◆ **Exercise goal**
Your answer must be a single number: how many lines in the records include the word "shirt".

◆ **Source material**
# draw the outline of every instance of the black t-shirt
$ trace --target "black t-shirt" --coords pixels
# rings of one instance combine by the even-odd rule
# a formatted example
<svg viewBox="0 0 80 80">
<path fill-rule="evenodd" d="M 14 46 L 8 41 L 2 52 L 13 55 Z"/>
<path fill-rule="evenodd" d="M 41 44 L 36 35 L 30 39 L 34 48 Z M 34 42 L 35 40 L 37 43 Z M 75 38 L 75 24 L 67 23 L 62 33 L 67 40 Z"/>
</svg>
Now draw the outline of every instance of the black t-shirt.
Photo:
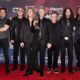
<svg viewBox="0 0 80 80">
<path fill-rule="evenodd" d="M 3 28 L 4 25 L 9 25 L 10 27 L 10 20 L 7 18 L 0 19 L 0 28 Z M 9 38 L 9 34 L 9 29 L 7 31 L 0 32 L 0 39 Z"/>
<path fill-rule="evenodd" d="M 62 29 L 62 25 L 59 21 L 51 24 L 52 43 L 55 44 L 60 42 L 61 29 Z"/>
<path fill-rule="evenodd" d="M 10 25 L 10 20 L 9 19 L 7 19 L 7 21 L 6 21 L 6 23 L 5 23 L 6 25 Z"/>
<path fill-rule="evenodd" d="M 62 23 L 62 37 L 73 38 L 74 19 L 63 19 Z"/>
</svg>

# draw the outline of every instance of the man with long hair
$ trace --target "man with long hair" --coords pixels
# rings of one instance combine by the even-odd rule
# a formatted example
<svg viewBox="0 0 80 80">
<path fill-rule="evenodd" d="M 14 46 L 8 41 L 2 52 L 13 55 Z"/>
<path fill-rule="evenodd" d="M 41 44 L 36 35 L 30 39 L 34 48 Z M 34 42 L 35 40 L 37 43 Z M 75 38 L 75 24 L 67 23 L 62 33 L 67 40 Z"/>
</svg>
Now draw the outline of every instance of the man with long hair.
<svg viewBox="0 0 80 80">
<path fill-rule="evenodd" d="M 76 66 L 77 70 L 80 70 L 80 6 L 76 9 L 74 46 L 77 57 Z"/>
<path fill-rule="evenodd" d="M 61 72 L 65 71 L 65 53 L 68 53 L 68 71 L 73 73 L 73 27 L 74 16 L 70 8 L 65 8 L 61 19 Z"/>
</svg>

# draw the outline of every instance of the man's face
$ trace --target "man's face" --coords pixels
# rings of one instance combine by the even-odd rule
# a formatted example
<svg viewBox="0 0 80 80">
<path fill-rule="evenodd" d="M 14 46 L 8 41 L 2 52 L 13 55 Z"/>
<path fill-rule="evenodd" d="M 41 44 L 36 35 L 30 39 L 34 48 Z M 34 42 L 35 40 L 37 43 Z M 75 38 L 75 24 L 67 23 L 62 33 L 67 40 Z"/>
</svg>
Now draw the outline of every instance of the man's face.
<svg viewBox="0 0 80 80">
<path fill-rule="evenodd" d="M 45 9 L 39 9 L 39 16 L 44 17 L 45 16 Z"/>
<path fill-rule="evenodd" d="M 27 12 L 27 15 L 28 15 L 29 17 L 33 17 L 33 16 L 34 16 L 33 10 L 32 10 L 32 9 L 29 9 L 28 12 Z"/>
<path fill-rule="evenodd" d="M 78 15 L 80 15 L 80 8 L 78 8 L 78 11 L 77 11 Z"/>
<path fill-rule="evenodd" d="M 52 22 L 57 21 L 57 19 L 58 19 L 58 15 L 56 13 L 51 15 Z"/>
<path fill-rule="evenodd" d="M 6 12 L 5 12 L 5 10 L 0 10 L 0 17 L 1 18 L 4 18 L 4 17 L 6 17 Z"/>
<path fill-rule="evenodd" d="M 23 8 L 18 8 L 18 16 L 23 16 L 23 14 L 24 14 L 24 10 L 23 10 Z"/>
<path fill-rule="evenodd" d="M 0 12 L 0 18 L 1 18 L 1 12 Z"/>
<path fill-rule="evenodd" d="M 65 14 L 66 14 L 66 17 L 70 17 L 71 16 L 70 9 L 67 9 Z"/>
</svg>

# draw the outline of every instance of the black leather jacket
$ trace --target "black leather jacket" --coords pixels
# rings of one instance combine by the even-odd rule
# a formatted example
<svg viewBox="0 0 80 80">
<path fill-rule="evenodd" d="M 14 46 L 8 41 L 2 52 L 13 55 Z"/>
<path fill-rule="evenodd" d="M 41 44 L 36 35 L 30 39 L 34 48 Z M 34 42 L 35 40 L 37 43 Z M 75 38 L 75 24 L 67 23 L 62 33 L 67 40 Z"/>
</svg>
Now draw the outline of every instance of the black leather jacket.
<svg viewBox="0 0 80 80">
<path fill-rule="evenodd" d="M 11 40 L 21 39 L 21 29 L 26 25 L 26 18 L 18 19 L 14 17 L 11 21 Z"/>
<path fill-rule="evenodd" d="M 75 35 L 74 35 L 74 43 L 80 40 L 80 19 L 75 19 Z"/>
<path fill-rule="evenodd" d="M 67 25 L 67 19 L 62 19 L 62 30 L 61 30 L 61 37 L 68 37 L 69 39 L 73 39 L 73 27 L 74 27 L 74 19 L 68 20 L 69 23 Z"/>
</svg>

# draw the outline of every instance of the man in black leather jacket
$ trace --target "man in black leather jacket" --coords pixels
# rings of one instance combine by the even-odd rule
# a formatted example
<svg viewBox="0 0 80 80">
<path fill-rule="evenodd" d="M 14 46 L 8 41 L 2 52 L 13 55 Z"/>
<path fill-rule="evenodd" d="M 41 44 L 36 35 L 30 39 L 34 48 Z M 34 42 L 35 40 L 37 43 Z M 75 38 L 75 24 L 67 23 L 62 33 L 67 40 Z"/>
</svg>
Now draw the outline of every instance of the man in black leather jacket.
<svg viewBox="0 0 80 80">
<path fill-rule="evenodd" d="M 74 36 L 74 46 L 75 53 L 77 57 L 77 70 L 80 70 L 80 6 L 77 7 L 75 18 L 75 36 Z"/>
<path fill-rule="evenodd" d="M 68 54 L 68 71 L 73 73 L 73 27 L 74 16 L 70 8 L 65 8 L 61 19 L 61 72 L 65 71 L 65 53 Z"/>
<path fill-rule="evenodd" d="M 25 64 L 25 50 L 20 47 L 21 42 L 21 28 L 26 25 L 26 18 L 23 16 L 24 10 L 23 8 L 18 8 L 17 16 L 12 19 L 11 22 L 11 43 L 13 44 L 13 68 L 12 70 L 16 70 L 18 67 L 18 54 L 20 50 L 21 56 L 21 68 L 20 70 L 24 70 Z"/>
</svg>

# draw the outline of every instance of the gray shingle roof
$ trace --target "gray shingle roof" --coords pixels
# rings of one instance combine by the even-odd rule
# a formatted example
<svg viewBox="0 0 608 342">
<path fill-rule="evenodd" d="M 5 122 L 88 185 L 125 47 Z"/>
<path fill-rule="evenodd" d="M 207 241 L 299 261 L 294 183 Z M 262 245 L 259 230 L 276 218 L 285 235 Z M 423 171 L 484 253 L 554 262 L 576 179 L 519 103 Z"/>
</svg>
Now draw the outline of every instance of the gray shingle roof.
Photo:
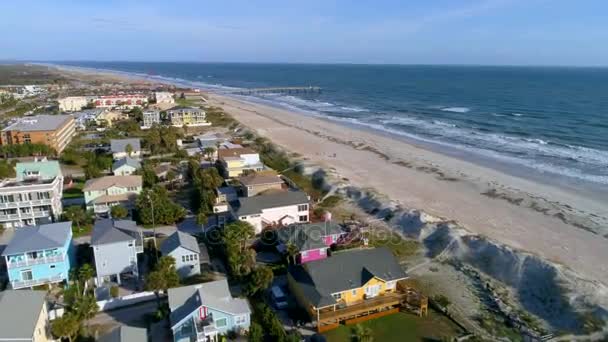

◆ **Finished task**
3